STATED PROBLEM: Render the items from the line with "Find every instance of the aircraft wing" to the line with "x=351 y=228" as a two-column CSV headed item_text and answer, with one row per item. Place each item's text and its answer in single quoted fields, with line breaks replaced by spaces.

INPUT ROWS:
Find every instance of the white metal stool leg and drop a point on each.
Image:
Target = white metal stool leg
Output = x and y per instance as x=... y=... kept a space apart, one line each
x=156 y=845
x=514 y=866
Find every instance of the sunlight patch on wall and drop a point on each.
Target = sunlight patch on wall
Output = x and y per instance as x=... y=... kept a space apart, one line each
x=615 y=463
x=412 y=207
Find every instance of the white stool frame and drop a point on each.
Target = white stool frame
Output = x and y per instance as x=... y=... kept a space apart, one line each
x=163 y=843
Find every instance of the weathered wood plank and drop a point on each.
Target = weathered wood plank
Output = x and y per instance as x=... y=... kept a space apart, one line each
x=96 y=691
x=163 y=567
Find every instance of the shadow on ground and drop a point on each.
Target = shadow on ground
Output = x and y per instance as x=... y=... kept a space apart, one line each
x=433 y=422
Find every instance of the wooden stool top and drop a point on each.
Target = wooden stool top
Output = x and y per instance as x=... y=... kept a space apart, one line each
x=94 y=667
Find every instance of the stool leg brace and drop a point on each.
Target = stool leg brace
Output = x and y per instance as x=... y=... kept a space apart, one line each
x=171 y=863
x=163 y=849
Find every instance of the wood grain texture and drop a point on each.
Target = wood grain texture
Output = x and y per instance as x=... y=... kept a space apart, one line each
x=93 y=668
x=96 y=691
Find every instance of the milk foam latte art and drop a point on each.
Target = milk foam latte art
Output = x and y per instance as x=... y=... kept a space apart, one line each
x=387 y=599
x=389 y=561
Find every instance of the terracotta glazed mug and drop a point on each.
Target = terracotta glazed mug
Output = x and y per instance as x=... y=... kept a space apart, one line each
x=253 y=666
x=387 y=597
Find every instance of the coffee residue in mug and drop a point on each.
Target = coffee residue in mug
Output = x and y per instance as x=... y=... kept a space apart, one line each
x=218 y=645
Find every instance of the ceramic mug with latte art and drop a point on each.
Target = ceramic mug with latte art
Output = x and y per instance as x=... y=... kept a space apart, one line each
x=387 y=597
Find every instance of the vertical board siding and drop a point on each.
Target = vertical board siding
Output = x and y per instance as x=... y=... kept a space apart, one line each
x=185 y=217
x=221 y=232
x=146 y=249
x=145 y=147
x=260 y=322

* * *

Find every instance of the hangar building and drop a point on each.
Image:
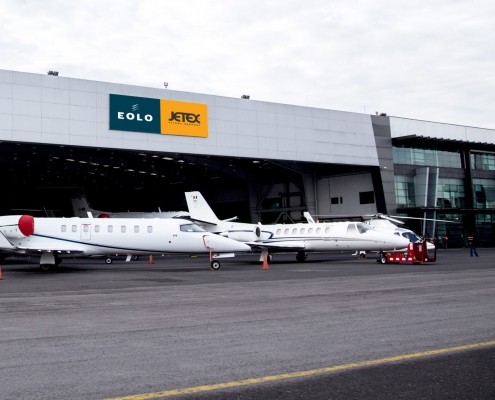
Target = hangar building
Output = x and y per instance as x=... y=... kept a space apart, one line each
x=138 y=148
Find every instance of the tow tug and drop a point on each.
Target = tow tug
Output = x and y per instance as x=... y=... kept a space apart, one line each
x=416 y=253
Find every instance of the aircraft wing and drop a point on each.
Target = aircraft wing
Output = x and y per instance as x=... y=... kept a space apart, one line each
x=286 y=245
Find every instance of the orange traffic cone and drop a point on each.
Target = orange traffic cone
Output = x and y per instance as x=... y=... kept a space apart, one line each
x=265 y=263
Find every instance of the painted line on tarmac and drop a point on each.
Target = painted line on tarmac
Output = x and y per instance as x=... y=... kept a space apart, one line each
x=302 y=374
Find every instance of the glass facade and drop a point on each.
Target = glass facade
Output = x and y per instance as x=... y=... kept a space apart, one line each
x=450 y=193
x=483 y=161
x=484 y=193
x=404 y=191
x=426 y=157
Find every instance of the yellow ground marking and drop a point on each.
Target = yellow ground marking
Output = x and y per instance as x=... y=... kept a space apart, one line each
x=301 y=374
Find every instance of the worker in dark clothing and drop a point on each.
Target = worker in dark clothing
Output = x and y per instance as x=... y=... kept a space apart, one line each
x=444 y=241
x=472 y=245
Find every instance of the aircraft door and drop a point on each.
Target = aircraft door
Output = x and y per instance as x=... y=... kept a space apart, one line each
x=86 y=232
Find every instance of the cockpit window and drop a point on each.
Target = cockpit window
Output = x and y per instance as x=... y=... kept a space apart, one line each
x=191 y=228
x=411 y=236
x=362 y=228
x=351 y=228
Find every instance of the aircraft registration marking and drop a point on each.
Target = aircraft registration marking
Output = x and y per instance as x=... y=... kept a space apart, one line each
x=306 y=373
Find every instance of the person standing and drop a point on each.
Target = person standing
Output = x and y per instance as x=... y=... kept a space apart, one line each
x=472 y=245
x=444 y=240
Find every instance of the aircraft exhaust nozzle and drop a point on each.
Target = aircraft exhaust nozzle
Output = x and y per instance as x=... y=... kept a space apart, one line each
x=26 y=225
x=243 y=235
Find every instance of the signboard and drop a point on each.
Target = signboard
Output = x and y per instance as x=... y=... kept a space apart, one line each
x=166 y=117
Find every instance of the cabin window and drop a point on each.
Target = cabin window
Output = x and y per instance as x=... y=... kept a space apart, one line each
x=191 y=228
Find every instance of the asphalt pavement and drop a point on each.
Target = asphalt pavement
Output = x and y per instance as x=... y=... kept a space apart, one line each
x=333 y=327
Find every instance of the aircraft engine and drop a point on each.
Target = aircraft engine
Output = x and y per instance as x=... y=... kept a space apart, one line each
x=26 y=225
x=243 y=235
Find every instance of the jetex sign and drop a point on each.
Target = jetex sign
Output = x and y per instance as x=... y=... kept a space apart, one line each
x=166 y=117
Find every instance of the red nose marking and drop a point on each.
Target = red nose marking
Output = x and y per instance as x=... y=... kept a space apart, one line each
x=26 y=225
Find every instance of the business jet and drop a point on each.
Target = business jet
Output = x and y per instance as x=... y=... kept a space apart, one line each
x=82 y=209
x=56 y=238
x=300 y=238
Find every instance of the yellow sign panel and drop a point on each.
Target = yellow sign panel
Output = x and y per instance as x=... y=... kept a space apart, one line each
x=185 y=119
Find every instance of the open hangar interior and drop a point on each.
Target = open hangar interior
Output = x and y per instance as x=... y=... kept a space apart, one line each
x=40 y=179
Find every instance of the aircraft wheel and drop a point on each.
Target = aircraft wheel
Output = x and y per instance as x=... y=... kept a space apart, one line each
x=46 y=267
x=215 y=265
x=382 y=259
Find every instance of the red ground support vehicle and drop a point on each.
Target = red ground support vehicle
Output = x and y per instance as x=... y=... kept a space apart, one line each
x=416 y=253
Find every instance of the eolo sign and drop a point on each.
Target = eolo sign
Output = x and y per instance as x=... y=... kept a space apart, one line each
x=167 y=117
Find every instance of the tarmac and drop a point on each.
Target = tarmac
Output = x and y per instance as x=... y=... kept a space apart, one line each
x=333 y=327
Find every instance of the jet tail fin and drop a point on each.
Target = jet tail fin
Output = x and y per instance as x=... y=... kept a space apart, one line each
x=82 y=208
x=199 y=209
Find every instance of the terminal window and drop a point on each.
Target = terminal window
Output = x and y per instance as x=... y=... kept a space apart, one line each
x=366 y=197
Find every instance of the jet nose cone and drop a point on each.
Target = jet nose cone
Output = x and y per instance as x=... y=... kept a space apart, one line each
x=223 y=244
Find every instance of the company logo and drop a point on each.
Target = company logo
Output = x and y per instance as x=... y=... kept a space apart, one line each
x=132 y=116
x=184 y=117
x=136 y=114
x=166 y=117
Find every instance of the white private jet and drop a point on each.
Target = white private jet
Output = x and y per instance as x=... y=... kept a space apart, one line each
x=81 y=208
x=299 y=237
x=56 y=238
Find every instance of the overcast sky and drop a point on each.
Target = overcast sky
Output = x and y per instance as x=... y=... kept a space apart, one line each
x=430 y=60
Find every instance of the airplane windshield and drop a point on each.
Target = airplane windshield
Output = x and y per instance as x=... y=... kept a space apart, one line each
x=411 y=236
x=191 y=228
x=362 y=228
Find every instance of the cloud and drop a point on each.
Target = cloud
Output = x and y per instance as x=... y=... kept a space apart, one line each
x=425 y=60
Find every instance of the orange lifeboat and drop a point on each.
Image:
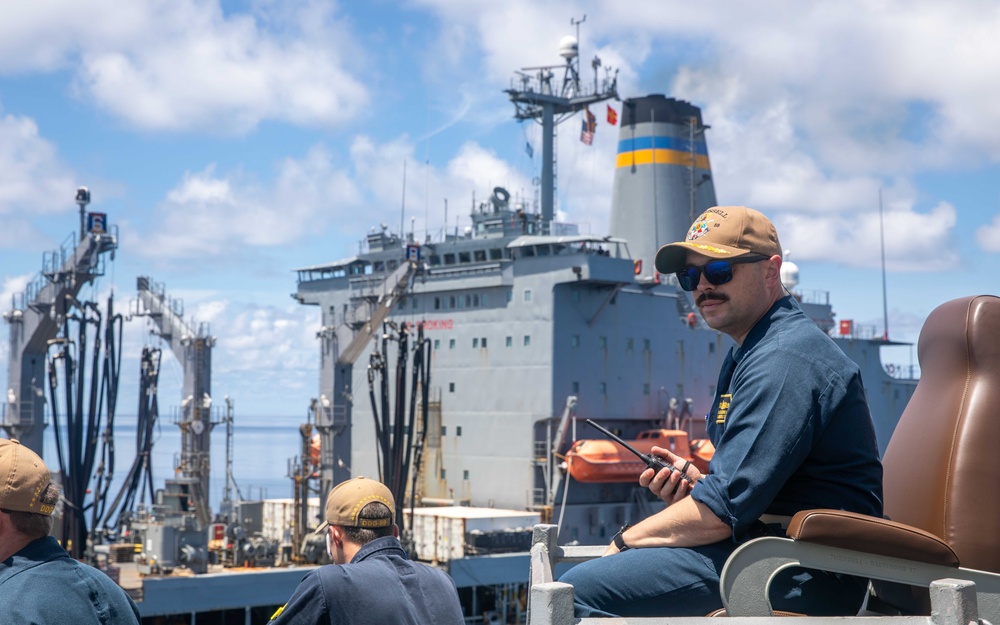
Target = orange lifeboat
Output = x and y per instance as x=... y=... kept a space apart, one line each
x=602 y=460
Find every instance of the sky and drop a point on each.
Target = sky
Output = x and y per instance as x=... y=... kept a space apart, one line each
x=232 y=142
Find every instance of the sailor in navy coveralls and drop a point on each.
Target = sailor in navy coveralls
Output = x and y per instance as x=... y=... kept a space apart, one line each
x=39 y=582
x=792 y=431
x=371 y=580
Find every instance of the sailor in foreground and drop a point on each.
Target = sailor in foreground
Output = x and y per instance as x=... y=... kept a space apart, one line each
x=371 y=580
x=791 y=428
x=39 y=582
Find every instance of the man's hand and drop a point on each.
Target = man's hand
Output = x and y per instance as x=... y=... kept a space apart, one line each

==

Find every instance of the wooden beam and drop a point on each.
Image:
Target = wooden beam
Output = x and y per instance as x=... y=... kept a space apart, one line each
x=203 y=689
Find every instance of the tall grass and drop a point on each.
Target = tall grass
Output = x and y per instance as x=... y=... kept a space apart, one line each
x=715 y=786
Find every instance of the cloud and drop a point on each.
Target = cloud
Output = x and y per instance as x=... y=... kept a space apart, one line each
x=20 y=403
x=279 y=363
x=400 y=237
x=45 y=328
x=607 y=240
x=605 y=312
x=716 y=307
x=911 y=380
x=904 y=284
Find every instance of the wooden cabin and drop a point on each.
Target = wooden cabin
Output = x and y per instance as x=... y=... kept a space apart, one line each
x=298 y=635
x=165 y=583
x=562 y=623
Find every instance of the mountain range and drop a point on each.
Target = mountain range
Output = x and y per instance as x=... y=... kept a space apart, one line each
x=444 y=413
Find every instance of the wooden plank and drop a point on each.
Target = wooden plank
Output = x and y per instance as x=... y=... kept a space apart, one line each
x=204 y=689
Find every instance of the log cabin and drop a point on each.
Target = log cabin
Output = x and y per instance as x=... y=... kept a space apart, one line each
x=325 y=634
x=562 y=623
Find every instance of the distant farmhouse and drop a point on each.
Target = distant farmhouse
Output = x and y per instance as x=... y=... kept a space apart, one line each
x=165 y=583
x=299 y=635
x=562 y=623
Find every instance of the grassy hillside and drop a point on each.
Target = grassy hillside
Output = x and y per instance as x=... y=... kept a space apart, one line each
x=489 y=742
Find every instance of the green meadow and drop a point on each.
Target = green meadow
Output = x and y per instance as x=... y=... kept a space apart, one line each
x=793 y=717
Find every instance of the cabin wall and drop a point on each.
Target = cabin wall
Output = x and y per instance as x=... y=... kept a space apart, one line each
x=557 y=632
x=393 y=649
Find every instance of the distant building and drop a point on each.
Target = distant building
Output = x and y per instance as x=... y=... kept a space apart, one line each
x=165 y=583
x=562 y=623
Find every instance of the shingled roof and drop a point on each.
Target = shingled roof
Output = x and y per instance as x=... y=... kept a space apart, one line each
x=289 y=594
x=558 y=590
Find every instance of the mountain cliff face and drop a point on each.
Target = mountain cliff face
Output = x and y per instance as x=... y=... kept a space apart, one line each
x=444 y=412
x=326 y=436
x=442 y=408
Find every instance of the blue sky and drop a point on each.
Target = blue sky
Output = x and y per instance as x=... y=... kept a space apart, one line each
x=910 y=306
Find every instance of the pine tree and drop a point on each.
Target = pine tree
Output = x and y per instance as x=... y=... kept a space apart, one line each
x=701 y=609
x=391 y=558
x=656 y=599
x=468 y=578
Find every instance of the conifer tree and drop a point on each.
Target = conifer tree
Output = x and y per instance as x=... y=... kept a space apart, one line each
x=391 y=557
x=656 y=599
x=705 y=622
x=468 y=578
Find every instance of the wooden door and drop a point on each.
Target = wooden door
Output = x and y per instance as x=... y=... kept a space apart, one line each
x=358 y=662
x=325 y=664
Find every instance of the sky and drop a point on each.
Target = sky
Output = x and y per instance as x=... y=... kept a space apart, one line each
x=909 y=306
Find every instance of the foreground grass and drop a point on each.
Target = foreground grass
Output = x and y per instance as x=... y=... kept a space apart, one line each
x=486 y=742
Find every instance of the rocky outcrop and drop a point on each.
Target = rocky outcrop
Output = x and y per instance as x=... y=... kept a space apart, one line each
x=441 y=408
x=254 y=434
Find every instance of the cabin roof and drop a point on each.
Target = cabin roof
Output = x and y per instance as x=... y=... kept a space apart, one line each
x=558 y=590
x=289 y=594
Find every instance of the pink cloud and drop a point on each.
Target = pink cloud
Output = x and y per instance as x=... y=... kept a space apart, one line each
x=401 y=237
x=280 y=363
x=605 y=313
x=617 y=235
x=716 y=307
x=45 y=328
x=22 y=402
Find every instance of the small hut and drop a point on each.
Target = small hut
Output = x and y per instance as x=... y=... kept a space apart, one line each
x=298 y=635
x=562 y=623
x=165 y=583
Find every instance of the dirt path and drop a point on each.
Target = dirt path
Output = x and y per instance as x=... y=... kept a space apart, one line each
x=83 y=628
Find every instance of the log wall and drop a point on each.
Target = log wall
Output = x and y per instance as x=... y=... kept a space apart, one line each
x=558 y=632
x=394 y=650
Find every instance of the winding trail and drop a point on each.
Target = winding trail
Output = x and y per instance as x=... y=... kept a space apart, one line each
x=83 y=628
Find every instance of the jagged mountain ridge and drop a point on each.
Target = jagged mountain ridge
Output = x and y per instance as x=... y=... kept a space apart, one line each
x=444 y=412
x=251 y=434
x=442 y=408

FINISHED ANSWER:
item_text,answer
"Find every instance of the aircraft wing and drop a point on each. Target = aircraft wing Output = x and y per instance as x=... y=... kept a space apart, one line each","x=286 y=245"
"Find every instance of the orange traffic cone and drop a point on each. Target = orange traffic cone Output = x and y per instance as x=... y=... kept a space apart, one line each","x=265 y=263"
"Find every instance of the painted line on tarmac and drop a point on each. Target = painted line on tarmac Output = x and y per instance as x=... y=... kept a space apart, one line each","x=302 y=374"
"Find every instance of the glass facade and drop a point on each. Target = glass facade Output = x and y per instance as x=... y=... kept a space apart, one line each","x=450 y=193 x=483 y=161 x=484 y=193 x=404 y=191 x=426 y=157"
"Find every instance of the yellow ground marking and drop a point on each. Target = yellow ground marking Output = x and y per instance as x=... y=... kept a space apart, one line each","x=301 y=374"
"Find every instance of the worker in dark clothing and drop a point on each. Target = worker in dark clothing Output = x and y per instance as x=... y=... kept a space apart, one line each","x=444 y=241 x=472 y=245"
"Find every instance of the aircraft door and drop a point on each. Target = aircraft door Output = x and y per instance as x=... y=... kept a space apart, one line each","x=86 y=232"
"Find every instance of the cockpit window and drop a point on each. Target = cockpit window Output = x and y per instance as x=... y=... kept a space apart, one line each","x=191 y=228 x=411 y=236 x=362 y=228 x=351 y=228"